■ GOAL: Copy out every line from the one containing "Task: indicate the blue" through the end of the material, and shift each coordinate in the answers by adding 50 to it.

■ INPUT DATA:
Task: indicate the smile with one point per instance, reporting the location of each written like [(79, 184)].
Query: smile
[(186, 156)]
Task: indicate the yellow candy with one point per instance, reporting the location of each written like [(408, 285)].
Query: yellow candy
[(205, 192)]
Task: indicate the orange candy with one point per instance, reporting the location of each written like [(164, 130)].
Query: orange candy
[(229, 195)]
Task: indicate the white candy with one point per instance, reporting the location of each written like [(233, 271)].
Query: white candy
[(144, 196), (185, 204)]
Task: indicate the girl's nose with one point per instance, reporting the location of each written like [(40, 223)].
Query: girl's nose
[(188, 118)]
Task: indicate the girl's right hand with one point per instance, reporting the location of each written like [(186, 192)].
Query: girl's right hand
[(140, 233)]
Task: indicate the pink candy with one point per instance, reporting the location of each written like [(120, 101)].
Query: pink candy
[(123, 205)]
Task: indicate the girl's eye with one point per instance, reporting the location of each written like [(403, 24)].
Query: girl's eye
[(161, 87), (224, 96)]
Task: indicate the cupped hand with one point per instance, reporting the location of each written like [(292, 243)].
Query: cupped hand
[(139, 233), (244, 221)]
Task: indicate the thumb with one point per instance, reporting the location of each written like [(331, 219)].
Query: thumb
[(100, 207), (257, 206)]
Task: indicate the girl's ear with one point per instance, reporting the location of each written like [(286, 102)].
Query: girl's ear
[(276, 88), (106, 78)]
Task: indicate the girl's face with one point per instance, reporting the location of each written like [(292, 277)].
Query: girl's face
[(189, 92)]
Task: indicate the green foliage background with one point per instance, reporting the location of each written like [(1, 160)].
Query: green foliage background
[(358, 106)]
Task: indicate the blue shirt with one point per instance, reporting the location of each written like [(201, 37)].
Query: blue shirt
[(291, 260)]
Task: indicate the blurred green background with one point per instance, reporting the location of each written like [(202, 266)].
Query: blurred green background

■ REPLY:
Task: indicate the blue shirt with one point per instance, reporting the location of each written like [(201, 37)].
Query: blue shirt
[(341, 310)]
Task: indicate the blurred green background with one point per instance, reporting the location of each written like [(202, 266)].
Query: blurred green background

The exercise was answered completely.